▸ ASSIGNMENT: Reproduce nothing but the lines from the one with "Could you please indicate the distant mountain peak" down to the last line of the data below.
Segment Start: DATA LISTING
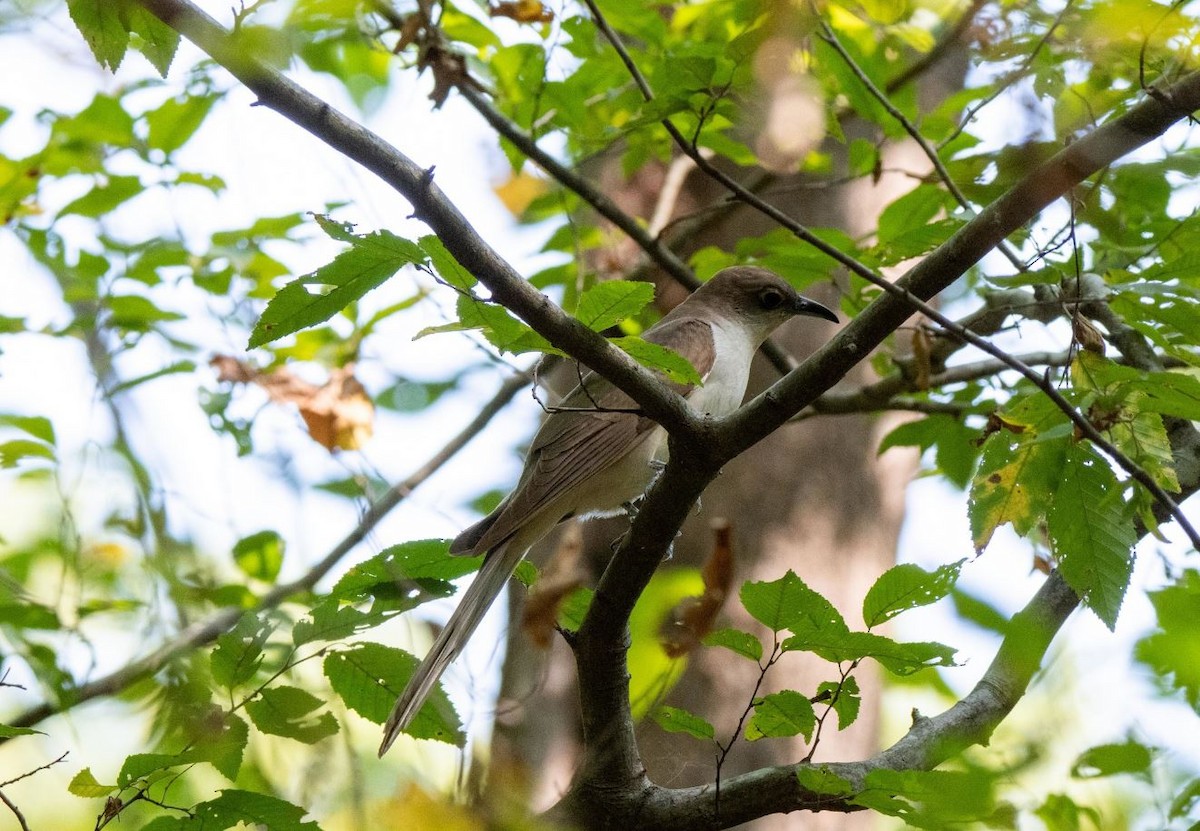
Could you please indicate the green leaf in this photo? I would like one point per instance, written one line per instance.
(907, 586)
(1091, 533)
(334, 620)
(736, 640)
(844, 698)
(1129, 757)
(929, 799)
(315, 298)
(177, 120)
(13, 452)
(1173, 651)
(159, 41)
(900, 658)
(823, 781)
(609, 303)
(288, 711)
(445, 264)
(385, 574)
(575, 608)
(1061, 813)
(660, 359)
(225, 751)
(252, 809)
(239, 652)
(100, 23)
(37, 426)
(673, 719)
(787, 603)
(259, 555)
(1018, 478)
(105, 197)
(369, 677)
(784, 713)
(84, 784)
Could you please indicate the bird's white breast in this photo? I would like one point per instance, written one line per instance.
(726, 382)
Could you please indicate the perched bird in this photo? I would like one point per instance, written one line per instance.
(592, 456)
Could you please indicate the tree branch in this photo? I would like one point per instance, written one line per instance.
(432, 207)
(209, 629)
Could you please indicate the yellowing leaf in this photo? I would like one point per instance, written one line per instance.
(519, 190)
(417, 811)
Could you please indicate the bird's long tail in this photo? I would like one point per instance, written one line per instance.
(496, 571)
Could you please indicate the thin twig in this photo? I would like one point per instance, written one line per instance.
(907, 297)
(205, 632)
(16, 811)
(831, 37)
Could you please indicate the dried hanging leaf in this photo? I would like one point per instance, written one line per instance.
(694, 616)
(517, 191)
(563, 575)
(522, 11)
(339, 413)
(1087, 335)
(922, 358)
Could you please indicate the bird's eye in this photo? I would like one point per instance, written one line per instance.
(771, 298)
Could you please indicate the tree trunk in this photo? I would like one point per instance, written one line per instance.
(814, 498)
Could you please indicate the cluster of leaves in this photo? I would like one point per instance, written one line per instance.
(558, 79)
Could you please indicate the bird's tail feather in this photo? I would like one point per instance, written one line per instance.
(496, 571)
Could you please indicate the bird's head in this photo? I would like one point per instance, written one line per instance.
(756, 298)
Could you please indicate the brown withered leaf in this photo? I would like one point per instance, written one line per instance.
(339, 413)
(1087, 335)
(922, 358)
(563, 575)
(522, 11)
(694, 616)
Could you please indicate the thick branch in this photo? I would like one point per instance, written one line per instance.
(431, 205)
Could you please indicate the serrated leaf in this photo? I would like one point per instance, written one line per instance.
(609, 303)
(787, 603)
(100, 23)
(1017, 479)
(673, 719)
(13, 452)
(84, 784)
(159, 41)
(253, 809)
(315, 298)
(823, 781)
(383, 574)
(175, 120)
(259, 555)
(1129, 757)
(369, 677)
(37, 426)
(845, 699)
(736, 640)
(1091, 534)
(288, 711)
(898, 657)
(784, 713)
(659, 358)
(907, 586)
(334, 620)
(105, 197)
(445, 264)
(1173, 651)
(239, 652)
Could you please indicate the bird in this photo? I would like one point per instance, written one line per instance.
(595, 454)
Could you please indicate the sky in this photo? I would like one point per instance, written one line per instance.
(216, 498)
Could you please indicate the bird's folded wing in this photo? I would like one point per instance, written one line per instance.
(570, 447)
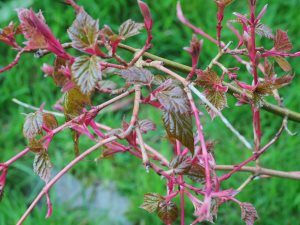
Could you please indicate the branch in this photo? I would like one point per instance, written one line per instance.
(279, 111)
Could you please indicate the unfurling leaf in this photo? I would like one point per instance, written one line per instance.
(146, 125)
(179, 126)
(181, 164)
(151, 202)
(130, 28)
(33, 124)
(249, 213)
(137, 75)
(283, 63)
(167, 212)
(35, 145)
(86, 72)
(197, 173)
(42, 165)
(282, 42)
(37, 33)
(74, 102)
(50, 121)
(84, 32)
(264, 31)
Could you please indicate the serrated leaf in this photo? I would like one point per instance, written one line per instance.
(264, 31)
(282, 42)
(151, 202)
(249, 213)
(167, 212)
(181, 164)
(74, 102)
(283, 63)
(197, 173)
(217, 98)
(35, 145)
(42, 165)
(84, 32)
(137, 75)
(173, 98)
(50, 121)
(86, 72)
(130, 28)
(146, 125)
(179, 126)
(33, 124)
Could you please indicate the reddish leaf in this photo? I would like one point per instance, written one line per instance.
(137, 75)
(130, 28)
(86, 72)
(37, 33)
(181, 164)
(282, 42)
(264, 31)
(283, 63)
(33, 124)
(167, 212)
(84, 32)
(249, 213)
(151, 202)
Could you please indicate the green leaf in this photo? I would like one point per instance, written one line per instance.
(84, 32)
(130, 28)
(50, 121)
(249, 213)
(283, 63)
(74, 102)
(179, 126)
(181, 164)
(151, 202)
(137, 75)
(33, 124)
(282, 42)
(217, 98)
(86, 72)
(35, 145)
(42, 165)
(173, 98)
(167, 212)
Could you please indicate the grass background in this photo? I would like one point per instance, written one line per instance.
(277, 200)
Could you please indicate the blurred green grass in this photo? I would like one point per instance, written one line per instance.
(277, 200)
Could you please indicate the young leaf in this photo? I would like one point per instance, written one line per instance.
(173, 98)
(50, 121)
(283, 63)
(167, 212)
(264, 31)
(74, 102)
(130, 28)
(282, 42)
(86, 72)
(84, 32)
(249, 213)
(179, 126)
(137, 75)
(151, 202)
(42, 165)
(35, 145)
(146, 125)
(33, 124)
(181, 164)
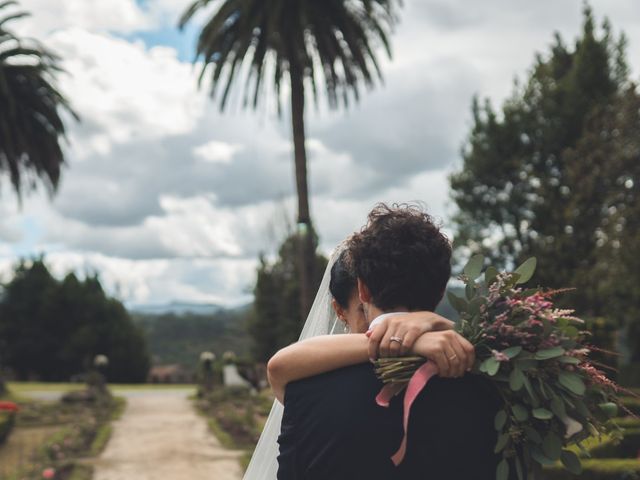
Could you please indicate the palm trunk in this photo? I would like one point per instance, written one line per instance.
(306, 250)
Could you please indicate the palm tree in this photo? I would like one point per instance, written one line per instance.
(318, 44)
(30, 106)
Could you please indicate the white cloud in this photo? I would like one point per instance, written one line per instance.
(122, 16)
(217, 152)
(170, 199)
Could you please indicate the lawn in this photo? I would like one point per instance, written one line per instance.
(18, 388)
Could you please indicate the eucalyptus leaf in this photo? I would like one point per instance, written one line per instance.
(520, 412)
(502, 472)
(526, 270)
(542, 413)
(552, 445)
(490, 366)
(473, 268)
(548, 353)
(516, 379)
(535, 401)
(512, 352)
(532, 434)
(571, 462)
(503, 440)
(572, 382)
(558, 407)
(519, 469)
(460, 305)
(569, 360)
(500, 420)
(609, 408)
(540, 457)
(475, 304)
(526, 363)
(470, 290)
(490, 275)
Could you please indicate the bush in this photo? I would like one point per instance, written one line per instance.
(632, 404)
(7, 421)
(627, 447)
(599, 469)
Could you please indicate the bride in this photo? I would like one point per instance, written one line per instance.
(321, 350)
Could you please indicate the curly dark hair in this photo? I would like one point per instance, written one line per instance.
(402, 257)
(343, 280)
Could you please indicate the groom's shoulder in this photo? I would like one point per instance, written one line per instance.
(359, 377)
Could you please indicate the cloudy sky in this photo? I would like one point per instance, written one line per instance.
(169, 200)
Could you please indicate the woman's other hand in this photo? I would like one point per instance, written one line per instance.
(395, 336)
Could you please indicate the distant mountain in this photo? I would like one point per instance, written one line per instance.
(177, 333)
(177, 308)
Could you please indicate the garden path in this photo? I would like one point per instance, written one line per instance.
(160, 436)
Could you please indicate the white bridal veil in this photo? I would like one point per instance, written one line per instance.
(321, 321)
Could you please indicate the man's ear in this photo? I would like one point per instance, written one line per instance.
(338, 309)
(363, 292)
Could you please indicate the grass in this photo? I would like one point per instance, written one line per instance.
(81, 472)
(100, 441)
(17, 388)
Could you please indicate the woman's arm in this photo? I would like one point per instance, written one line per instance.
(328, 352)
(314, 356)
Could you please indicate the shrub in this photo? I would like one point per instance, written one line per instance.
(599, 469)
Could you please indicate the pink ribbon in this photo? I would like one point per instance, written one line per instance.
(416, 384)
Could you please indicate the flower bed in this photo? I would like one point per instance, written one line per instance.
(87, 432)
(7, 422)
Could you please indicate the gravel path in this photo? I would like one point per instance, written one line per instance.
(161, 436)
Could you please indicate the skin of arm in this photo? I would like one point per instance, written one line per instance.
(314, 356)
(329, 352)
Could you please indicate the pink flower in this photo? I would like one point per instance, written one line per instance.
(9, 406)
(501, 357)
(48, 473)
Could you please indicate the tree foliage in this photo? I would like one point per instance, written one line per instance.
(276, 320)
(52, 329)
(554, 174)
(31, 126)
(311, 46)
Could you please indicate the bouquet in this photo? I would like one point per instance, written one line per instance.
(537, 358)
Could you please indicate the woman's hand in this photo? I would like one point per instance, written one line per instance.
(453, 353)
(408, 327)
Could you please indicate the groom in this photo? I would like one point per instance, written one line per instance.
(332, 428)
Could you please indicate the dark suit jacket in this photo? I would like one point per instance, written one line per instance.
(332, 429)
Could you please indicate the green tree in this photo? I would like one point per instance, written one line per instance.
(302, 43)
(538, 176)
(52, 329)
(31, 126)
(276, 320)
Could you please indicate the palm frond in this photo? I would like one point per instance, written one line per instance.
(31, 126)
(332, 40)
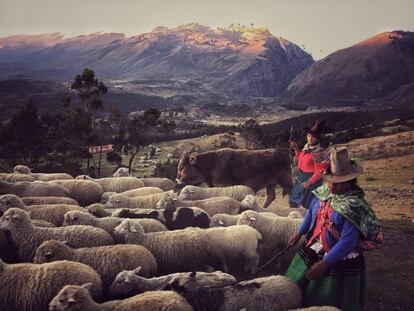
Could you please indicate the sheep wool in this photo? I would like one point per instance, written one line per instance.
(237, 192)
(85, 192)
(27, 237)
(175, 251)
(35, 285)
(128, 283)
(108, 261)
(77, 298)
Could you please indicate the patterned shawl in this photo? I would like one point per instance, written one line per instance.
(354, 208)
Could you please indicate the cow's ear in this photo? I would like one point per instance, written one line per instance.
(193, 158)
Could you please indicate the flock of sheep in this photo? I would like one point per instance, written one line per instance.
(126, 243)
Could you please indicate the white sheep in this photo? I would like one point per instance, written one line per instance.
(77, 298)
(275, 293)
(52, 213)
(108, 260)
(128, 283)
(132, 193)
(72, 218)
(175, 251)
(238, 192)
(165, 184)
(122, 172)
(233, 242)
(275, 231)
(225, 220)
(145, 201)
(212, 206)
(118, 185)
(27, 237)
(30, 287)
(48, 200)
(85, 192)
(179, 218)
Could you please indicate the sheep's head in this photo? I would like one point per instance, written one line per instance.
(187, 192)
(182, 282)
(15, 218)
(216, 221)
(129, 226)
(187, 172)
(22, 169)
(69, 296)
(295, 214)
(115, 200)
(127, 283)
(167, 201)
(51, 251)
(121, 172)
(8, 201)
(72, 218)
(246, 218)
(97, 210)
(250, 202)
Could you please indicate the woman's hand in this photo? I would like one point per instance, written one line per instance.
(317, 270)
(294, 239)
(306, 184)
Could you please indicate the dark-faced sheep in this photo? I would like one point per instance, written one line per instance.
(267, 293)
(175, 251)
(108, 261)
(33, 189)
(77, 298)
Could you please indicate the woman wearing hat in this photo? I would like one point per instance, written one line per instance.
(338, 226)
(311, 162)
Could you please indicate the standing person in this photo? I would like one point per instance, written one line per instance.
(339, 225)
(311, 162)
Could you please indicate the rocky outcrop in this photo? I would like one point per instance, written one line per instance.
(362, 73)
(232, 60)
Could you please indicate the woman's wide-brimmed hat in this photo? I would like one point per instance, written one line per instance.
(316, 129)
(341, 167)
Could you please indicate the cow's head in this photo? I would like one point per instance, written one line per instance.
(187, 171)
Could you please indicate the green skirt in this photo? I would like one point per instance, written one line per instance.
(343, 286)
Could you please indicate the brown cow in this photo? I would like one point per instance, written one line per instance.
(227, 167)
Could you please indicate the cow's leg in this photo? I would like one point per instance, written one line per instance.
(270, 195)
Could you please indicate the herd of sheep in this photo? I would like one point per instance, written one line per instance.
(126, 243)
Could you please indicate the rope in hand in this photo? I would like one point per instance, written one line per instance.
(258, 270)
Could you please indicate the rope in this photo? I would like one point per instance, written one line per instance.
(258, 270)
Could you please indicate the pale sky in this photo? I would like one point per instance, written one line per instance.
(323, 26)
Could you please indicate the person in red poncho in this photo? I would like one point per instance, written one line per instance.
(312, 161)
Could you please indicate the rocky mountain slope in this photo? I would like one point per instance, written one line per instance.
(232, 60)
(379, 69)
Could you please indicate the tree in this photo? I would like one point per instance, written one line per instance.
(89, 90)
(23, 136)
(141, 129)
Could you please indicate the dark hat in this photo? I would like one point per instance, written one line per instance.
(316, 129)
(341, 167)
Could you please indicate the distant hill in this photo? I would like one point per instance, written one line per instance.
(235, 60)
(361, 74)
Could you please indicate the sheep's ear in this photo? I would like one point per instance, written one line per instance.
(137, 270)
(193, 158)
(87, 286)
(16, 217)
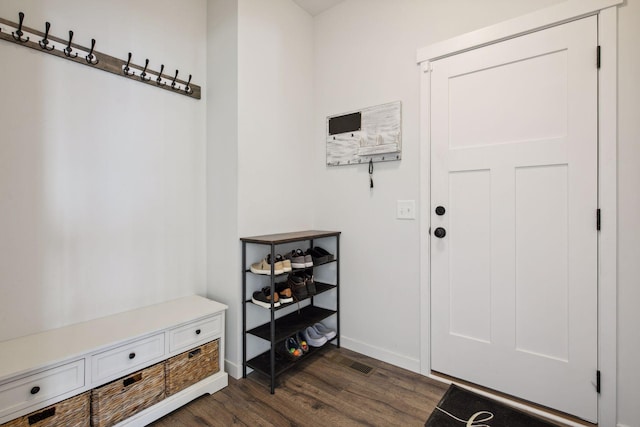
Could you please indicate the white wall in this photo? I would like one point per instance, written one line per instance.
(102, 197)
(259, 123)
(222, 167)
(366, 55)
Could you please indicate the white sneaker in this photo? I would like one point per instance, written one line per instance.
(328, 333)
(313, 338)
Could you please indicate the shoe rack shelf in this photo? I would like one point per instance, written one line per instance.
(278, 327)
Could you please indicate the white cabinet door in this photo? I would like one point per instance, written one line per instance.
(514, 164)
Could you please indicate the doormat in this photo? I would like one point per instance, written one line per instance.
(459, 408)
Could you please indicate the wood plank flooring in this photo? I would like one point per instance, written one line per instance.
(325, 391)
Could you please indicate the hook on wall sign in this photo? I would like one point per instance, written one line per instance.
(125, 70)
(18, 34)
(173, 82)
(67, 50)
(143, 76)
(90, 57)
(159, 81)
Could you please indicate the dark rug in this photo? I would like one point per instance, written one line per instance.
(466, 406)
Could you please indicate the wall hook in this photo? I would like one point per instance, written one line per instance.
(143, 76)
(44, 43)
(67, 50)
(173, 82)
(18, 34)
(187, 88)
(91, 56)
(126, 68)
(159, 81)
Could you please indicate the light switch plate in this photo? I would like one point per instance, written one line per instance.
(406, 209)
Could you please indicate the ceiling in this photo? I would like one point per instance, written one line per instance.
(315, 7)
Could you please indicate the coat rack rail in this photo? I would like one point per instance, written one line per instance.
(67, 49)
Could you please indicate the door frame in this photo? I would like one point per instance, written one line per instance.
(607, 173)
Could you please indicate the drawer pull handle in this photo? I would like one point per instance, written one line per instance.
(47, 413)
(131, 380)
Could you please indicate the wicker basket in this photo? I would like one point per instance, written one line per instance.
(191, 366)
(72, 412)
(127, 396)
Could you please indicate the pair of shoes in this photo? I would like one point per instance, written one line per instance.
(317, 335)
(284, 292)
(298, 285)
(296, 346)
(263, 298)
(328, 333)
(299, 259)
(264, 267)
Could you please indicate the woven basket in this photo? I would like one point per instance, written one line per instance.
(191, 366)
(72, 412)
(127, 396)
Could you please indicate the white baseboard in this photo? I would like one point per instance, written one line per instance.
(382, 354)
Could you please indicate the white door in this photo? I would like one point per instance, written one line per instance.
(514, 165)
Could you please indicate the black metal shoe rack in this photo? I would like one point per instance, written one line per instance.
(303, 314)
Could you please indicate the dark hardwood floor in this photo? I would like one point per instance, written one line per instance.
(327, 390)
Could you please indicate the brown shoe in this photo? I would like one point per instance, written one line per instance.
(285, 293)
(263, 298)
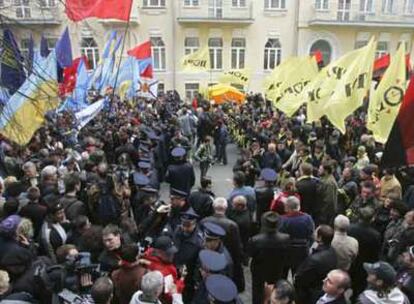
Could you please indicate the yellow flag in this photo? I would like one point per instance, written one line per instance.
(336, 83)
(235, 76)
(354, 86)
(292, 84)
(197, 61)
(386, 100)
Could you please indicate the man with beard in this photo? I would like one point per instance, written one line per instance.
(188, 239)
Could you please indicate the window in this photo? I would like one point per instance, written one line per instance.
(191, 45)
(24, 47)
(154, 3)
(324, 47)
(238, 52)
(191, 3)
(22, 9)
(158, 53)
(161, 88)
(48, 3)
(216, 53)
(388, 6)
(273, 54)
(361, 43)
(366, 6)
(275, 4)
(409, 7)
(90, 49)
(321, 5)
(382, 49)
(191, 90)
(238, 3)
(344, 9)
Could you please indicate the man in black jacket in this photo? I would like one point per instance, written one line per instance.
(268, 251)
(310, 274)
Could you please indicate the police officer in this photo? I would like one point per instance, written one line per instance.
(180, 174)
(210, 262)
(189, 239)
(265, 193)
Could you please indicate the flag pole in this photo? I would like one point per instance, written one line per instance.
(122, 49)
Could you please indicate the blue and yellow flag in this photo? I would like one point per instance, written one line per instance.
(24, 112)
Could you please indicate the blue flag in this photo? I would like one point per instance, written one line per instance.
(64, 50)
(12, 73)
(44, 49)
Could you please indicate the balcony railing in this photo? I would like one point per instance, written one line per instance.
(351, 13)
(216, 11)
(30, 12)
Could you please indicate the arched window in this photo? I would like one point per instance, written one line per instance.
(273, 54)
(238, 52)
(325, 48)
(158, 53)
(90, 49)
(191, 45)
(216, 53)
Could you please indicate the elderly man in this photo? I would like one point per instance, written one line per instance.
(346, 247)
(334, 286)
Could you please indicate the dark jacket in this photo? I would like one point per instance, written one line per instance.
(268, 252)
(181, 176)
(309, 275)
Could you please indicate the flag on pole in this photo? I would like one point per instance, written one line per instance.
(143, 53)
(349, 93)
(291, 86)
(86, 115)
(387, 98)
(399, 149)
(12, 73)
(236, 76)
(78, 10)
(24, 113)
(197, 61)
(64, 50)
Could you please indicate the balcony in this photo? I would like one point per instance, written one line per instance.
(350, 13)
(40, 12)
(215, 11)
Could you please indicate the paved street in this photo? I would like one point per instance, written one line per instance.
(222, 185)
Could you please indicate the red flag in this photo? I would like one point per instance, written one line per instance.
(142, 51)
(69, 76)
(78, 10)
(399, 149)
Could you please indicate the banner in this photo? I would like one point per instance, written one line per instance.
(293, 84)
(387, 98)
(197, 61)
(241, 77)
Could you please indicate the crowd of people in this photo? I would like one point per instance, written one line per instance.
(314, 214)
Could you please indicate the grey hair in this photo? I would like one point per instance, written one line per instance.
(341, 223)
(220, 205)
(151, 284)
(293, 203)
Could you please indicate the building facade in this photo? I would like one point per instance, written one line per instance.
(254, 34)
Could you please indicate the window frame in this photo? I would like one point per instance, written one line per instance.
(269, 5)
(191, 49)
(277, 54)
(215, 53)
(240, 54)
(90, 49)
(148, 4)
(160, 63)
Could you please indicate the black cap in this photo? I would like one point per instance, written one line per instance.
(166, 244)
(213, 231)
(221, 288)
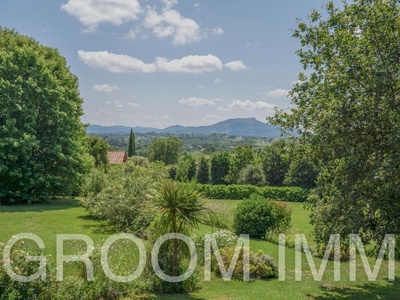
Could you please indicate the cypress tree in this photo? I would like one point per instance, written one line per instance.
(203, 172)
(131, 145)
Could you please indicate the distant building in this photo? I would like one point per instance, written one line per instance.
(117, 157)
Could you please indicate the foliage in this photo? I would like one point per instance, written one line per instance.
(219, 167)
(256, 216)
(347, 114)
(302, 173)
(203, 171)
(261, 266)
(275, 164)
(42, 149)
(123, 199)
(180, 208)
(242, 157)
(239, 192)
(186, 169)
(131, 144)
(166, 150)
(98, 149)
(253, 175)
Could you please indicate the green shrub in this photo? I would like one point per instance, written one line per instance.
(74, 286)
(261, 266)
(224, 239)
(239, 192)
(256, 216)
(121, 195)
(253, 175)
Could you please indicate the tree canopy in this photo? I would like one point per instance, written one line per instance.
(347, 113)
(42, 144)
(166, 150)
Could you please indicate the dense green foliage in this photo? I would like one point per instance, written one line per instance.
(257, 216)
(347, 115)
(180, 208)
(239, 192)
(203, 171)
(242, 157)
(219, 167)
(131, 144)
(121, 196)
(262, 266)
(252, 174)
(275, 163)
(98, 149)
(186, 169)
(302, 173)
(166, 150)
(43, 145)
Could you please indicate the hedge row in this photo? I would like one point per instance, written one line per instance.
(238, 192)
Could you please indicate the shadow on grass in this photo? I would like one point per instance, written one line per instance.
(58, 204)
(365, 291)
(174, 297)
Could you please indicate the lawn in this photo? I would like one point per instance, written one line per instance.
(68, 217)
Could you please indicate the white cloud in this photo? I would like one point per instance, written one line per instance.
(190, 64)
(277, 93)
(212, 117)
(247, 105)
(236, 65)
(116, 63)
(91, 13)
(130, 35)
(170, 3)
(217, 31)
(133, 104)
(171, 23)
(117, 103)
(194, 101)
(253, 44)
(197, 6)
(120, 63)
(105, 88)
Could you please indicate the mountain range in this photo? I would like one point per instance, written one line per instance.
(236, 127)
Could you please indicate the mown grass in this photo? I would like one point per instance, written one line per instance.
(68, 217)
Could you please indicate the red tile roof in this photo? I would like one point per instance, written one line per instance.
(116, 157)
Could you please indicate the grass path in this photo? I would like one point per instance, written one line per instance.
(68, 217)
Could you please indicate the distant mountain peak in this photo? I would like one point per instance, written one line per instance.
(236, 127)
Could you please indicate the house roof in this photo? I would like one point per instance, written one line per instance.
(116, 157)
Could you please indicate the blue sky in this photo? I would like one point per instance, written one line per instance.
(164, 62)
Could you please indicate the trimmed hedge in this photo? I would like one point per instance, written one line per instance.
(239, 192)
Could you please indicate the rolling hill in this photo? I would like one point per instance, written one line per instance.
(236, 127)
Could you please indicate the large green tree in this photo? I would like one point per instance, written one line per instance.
Segment End: DATA LISTING
▸ SOLUTION:
Could you please indicate the distant mountain peak in this photo? I would like one point per instance, written one line per instance.
(236, 127)
Could you please indicate the house roof in this photo? I would like one point per instance, written one line per instance.
(116, 157)
Could you please indicate the blue sky in this photo? I would like one point per instance, written one line per instance.
(164, 62)
Could you please indicate the trimmed hedge in this photo? I would like one point per instance, written one line per instance.
(239, 192)
Could you please indicate the rolling hill in this photo? I would like one point per instance, written one line per instance.
(236, 127)
Could you please indicate the large green tree in this photo? I would like one point per instance, written one line per instance.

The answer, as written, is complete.